WHAT IS REQUIRED: Print each of the rows below again, word for word, with nothing changed.

◆ ◆ ◆ ◆

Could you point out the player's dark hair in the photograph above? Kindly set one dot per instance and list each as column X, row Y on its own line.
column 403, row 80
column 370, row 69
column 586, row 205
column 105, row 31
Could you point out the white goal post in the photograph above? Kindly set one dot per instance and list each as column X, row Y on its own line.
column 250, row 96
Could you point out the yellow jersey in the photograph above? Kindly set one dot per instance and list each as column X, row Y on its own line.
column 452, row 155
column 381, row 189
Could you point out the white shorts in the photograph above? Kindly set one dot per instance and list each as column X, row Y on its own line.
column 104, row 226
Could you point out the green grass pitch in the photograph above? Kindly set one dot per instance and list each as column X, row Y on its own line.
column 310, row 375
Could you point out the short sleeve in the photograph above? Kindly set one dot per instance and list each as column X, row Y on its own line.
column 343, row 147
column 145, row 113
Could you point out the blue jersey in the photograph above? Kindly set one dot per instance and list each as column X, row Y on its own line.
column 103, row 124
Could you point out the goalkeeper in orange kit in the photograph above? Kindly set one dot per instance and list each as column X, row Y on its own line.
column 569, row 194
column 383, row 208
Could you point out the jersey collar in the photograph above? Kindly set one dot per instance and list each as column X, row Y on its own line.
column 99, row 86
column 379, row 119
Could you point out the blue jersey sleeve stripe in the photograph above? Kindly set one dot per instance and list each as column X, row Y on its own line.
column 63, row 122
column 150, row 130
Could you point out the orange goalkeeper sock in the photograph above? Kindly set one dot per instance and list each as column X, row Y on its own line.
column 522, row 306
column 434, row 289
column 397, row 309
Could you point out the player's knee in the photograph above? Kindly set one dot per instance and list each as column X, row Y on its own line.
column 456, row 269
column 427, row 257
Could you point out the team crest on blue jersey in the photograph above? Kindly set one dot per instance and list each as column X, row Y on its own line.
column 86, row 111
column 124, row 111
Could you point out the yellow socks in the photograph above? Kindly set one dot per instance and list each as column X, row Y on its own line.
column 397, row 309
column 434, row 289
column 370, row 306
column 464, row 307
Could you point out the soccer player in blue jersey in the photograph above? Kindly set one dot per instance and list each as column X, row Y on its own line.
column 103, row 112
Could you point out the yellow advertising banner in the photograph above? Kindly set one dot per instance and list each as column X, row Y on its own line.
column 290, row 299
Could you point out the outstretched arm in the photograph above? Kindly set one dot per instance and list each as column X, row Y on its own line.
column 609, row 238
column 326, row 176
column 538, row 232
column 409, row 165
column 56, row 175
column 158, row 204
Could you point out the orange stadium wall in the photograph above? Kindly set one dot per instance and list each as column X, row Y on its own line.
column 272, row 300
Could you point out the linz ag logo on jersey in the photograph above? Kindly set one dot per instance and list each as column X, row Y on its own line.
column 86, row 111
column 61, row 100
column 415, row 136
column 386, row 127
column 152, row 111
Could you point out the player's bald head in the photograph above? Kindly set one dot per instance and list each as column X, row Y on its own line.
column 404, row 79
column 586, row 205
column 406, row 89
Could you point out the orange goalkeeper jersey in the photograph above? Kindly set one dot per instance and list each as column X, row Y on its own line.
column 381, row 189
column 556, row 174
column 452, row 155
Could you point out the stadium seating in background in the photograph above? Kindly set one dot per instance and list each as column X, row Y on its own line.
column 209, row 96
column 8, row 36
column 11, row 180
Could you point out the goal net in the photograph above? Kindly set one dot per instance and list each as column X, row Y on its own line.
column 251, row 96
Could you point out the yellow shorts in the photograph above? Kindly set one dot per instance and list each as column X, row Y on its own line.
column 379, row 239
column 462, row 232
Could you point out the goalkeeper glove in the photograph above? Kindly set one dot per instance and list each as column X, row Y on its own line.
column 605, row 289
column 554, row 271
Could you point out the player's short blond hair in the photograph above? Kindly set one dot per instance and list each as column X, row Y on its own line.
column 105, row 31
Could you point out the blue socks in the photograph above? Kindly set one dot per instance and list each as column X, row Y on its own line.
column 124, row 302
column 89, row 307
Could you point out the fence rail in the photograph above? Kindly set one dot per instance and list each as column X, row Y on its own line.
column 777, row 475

◆ ◆ ◆ ◆

WRITTEN RESPONSE:
Could you point out the player's dark hair in the photograph above? Kindly set one dot per instance and list each as column X, row Y on its own line.
column 403, row 80
column 370, row 69
column 586, row 205
column 105, row 31
Could you point out the white goal post in the photograph above? Kindly set one dot per instance and list each as column X, row Y on its own line.
column 250, row 96
Could you point out the yellow jersey in the photograph above? Kindly set one dot per instance and list each as column X, row Y on its own line.
column 452, row 155
column 381, row 189
Could you point out the white shorts in the photograph above? Kindly set one dot per instance and list each as column X, row Y on its own line.
column 104, row 226
Could you point out the green grass pitch in the photograph above? Kindly set one dot per instance and list each as column X, row Y on its own line.
column 310, row 375
Could you point out the short sleeve in the photograph above? Kindly set one dot per instance and list each as column X, row Y on its own line.
column 343, row 147
column 145, row 113
Could you point out the blue jersey in the photograph above? Kindly set one dot per instance and list each as column X, row Y on its own line.
column 103, row 124
Could you point out the goalkeeper in orange kit in the photograph above? Kindly set one dot per instance and list each as column X, row Y on its own line.
column 569, row 194
column 383, row 208
Could you point out the jersey collar in the photograph above? Kindly set one dot per instance and list each as column X, row Y on its own line.
column 99, row 86
column 379, row 119
Could you point out the blue jersey sleeve stripe in the photograph above? Kindly set one dot per instance and list each as column X, row Y on its own line.
column 63, row 122
column 150, row 130
Could you point out the orange goalkeeper sock in the photograph above? Kindly set one dot per instance and list each as column X, row Y on its own line.
column 522, row 306
column 434, row 289
column 397, row 309
Could you point out the player's knee in the photograph above? Kindly set one dot per instance and list each as column X, row Y on its own line.
column 456, row 269
column 427, row 257
Could you point out the team crest on blue jersey in the photograph above? Kindly set one dot per instance and list each as column X, row Y on its own line.
column 86, row 111
column 124, row 111
Could you point out the yellow socks in the photograph above? Kindly set one dot per instance and list each as column X, row Y on its own line.
column 397, row 309
column 434, row 289
column 370, row 306
column 464, row 307
Could you point out the soccer player in blue jersey in the photograph above? Kindly set one dot per instance and list each as column X, row Y on its own line.
column 103, row 112
Could you point out the yellow advertising banner in the photograph above? Kindly set one dot per instance and list each as column X, row Y on its own line.
column 290, row 299
Could you point out the outstretched arm in the photograph above? Kindly set one dot per instance and list each as column X, row Y on its own line.
column 609, row 238
column 326, row 176
column 538, row 232
column 409, row 165
column 56, row 175
column 158, row 204
Could you point out the orange stadium wall in the photograph above? Kindly set one dot per instance and list each as column X, row Y on its own line.
column 272, row 300
Could you point out the linz ag logo on jersey in the photograph above? Kindly set one dot per instance and list each as column X, row Y on its own line.
column 86, row 111
column 61, row 100
column 415, row 136
column 386, row 127
column 152, row 111
Could you point out the player's bald head in the photograph above? Kindly set one dot per instance and list each as column X, row Y on its own line.
column 404, row 79
column 586, row 205
column 406, row 89
Could you point out the orange goalkeeper jersey in the photograph above? Kindly set one dot per instance and list each as column X, row Y on its own line.
column 381, row 189
column 556, row 174
column 452, row 155
Could you point out the stadium seating in background in the photograph above? Kindly set one dot per instance and list each as column X, row Y on its own line.
column 209, row 96
column 8, row 36
column 11, row 180
Could you point out the goal net in the photograph above? Kindly set one dot per instance and list each as column X, row Y on its own line.
column 251, row 96
Could you point out the yellow shorts in the photograph above? Kindly set one dot per instance and list each as column X, row Y on its own line.
column 379, row 239
column 462, row 232
Could you point out the goalkeeper glove in the photograph above? Kindly set one dot per instance and list each as column X, row Y on its own line.
column 605, row 289
column 554, row 271
Could you point out the player's short blond hair in the photograph above? Kindly set one dot per instance and list each as column X, row Y on its own line.
column 105, row 31
Could you point out the blue socks in the photograph above? Kindly set one dot per instance and list each as column X, row Y on its own line.
column 124, row 302
column 89, row 307
Could you point out the fence rail in the photograph above? Kindly set one dot per instance and list each as column X, row Y on its own line.
column 777, row 475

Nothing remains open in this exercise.